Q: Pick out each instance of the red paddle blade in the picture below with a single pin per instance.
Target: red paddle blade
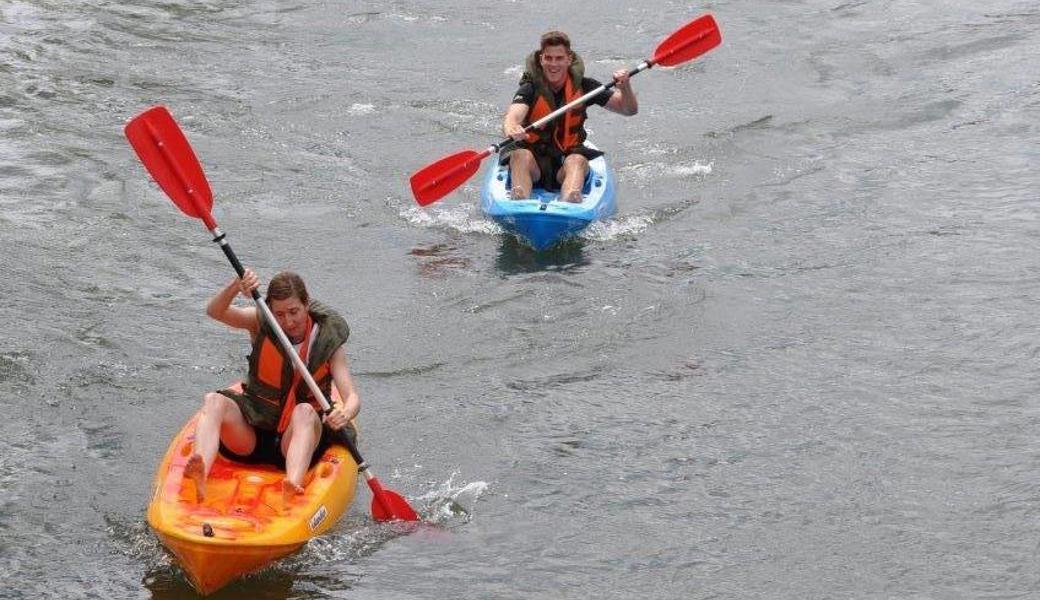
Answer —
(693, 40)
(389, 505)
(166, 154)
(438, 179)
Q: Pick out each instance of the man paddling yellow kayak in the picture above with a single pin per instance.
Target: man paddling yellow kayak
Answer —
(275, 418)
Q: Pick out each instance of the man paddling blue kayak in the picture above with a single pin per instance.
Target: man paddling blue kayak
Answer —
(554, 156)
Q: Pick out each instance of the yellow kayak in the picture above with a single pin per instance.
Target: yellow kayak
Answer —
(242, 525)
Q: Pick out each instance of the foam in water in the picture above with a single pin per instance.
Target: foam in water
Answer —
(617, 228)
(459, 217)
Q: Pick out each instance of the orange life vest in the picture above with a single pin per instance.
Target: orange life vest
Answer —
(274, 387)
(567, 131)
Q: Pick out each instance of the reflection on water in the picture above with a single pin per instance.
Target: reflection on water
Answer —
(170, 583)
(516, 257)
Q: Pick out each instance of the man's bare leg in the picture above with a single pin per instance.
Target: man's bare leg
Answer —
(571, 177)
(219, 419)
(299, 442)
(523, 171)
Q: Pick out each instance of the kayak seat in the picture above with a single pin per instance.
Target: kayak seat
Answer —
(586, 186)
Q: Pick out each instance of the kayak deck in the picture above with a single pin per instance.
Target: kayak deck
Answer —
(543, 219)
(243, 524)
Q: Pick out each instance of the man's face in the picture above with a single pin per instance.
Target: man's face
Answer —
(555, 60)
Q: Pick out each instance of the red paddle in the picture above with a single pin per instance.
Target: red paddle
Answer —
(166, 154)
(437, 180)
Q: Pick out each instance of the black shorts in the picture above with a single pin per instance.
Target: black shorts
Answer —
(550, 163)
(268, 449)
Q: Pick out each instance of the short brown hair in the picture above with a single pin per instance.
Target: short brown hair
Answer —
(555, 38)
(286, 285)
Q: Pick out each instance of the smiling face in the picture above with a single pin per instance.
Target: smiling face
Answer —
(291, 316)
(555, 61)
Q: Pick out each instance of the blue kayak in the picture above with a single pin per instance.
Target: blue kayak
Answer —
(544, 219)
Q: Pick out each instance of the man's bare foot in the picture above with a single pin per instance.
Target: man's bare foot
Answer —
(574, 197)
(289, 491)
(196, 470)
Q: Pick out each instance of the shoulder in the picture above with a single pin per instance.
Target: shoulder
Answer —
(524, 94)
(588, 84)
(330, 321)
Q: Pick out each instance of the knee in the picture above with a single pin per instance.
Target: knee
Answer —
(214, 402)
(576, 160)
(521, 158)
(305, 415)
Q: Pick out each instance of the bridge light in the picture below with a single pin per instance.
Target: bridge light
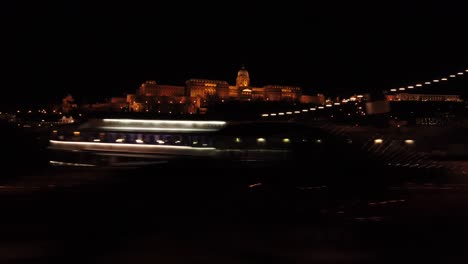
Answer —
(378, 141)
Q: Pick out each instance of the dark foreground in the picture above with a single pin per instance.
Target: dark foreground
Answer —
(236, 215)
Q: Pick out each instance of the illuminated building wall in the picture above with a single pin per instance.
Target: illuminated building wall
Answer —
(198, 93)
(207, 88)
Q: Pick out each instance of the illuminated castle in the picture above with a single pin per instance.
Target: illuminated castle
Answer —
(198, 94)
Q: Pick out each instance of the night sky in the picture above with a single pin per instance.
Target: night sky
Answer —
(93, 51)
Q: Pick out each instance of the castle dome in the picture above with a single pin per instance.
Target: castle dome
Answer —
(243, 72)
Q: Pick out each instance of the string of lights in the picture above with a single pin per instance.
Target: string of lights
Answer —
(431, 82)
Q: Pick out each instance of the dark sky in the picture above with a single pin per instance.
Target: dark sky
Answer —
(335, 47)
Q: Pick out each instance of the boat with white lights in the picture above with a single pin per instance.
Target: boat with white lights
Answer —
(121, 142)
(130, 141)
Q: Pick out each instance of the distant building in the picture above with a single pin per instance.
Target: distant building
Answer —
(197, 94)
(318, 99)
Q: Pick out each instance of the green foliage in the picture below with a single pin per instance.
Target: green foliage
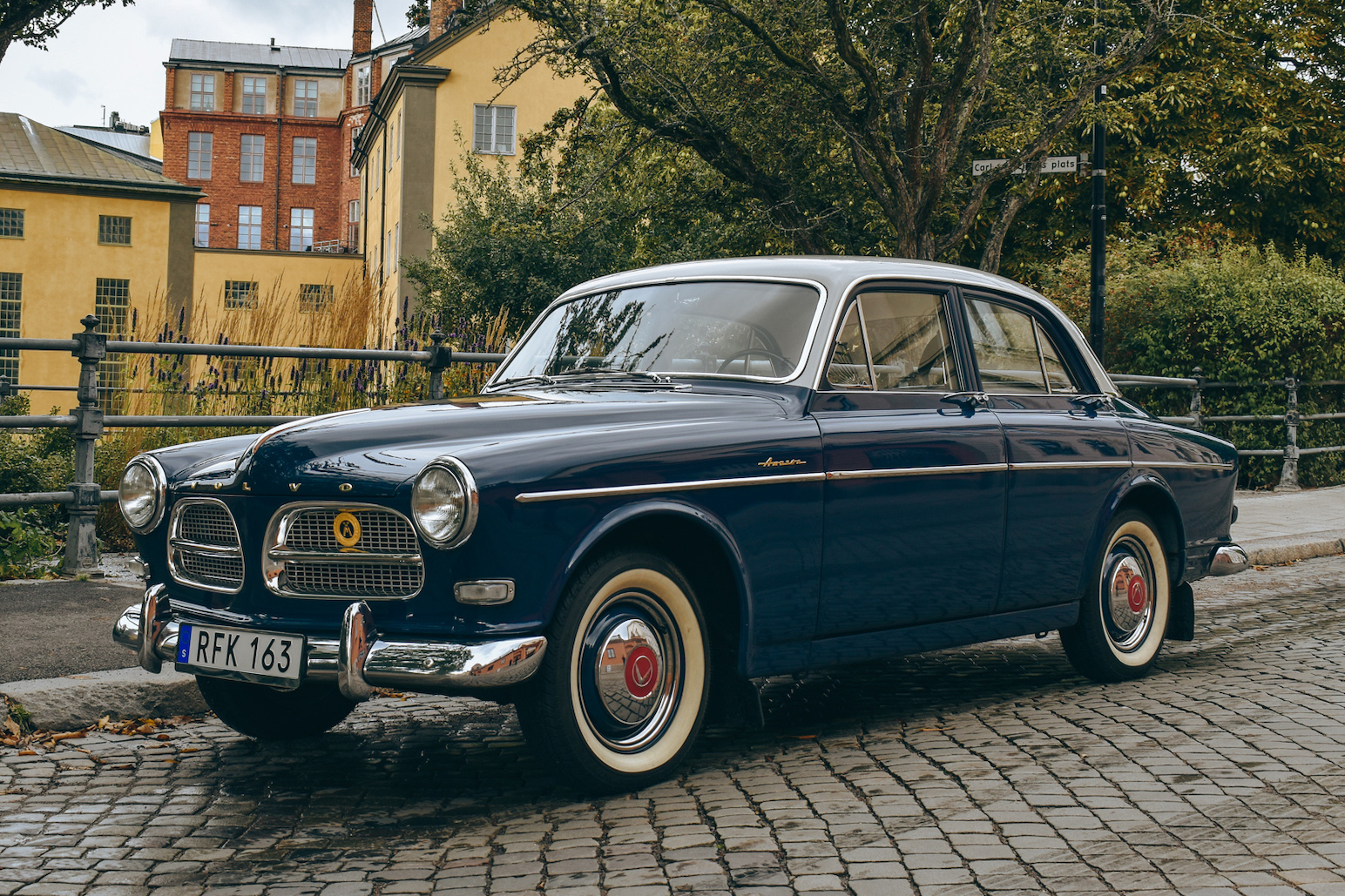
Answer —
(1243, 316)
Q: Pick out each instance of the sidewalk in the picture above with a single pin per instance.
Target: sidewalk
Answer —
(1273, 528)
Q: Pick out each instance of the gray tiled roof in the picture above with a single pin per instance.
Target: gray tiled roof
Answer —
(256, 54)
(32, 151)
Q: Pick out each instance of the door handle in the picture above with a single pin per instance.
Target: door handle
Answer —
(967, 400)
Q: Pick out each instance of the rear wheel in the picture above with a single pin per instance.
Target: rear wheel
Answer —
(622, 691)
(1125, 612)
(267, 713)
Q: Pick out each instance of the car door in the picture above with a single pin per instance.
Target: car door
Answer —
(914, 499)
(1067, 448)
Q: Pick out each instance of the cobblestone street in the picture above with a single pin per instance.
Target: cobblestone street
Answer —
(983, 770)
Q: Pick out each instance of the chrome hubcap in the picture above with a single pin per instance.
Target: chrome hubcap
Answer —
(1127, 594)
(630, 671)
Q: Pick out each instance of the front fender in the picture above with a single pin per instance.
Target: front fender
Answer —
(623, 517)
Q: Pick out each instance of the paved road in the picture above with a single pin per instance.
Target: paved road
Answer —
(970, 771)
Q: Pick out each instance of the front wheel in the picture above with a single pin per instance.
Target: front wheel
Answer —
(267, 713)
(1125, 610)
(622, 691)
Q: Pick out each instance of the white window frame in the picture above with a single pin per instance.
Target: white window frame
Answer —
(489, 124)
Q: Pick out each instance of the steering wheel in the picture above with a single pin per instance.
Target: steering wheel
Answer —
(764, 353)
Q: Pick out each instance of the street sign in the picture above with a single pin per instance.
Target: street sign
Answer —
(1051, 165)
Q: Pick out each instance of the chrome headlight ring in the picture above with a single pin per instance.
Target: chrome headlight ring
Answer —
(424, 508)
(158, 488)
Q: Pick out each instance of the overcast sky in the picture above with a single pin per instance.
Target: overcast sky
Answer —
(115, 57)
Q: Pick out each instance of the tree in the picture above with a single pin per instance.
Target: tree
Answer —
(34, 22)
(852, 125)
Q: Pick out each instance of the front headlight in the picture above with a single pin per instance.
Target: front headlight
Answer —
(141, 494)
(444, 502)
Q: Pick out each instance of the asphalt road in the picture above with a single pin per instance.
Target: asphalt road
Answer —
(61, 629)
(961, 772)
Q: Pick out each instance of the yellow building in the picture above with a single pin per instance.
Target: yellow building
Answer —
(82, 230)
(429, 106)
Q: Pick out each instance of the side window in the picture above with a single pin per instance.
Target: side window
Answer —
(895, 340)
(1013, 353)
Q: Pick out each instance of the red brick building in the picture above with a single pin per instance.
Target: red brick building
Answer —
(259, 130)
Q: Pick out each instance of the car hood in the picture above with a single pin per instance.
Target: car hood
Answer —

-------

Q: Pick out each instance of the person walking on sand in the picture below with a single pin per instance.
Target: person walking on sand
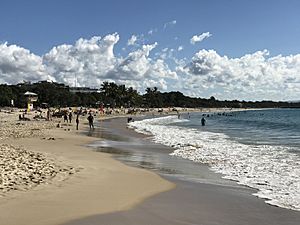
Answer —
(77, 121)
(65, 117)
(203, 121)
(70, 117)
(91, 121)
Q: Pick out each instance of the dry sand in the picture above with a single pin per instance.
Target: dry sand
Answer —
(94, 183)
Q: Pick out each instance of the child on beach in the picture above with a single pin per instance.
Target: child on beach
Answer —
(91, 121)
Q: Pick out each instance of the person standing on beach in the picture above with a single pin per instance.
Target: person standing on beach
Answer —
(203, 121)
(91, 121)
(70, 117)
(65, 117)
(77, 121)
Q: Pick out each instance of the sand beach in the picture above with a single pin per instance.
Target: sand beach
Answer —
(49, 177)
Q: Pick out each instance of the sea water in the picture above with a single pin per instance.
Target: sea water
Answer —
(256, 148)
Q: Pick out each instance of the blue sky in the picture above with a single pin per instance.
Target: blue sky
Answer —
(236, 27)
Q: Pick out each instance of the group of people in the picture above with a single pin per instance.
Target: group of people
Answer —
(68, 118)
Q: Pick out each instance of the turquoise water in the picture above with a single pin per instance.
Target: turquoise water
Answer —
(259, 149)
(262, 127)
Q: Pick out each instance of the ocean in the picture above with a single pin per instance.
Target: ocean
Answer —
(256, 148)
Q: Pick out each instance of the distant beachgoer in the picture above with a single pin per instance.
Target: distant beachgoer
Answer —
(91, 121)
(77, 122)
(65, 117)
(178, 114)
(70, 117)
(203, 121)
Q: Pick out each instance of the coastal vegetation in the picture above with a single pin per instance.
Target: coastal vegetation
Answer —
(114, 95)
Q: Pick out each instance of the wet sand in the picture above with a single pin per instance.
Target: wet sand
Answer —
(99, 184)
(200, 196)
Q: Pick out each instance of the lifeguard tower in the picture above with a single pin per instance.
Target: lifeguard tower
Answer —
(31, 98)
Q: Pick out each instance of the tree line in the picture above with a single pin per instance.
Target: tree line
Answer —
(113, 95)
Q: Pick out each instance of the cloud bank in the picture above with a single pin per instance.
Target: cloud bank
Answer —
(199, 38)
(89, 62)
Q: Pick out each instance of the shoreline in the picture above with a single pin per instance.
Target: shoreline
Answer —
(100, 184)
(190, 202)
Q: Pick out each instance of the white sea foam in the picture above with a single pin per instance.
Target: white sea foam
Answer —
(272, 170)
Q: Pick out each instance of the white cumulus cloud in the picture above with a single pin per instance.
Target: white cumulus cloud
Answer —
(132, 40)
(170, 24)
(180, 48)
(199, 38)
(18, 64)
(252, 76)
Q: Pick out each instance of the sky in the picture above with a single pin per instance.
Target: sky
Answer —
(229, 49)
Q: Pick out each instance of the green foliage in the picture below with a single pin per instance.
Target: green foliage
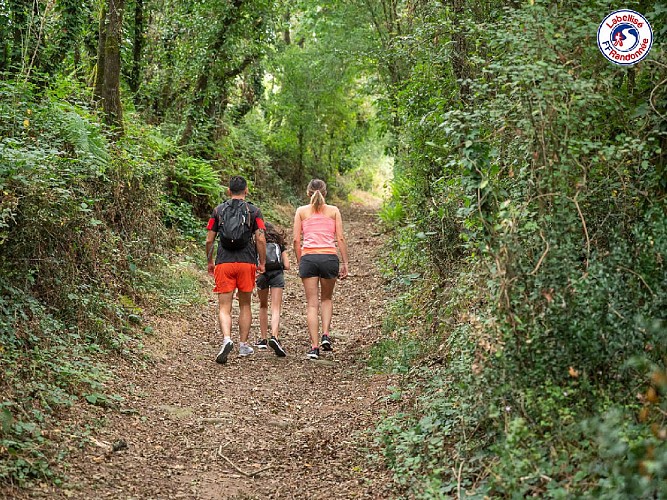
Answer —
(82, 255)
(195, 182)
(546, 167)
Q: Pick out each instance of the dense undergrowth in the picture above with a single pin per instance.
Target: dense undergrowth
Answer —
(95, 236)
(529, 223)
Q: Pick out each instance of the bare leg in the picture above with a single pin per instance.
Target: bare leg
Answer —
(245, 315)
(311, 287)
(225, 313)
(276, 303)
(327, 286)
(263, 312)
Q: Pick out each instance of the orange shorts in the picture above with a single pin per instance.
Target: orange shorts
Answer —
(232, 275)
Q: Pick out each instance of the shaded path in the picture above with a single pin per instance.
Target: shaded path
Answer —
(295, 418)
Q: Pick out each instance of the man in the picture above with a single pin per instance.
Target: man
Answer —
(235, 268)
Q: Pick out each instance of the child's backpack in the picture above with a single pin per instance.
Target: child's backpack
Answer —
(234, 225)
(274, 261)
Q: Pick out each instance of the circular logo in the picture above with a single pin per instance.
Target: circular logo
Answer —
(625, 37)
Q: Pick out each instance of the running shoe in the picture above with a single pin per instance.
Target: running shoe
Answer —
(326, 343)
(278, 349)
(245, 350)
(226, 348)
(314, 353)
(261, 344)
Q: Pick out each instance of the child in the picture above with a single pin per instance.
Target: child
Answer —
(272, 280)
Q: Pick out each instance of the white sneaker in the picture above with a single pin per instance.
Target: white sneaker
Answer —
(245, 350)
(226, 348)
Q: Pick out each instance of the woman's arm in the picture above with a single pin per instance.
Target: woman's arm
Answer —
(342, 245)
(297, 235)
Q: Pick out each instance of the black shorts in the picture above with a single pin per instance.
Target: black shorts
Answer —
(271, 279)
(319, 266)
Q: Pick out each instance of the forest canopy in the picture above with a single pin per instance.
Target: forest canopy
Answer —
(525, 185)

-------

Count how many of the rows above contain the string "reflection", treating uppercase and lowercase as different, and reply with only that number.

2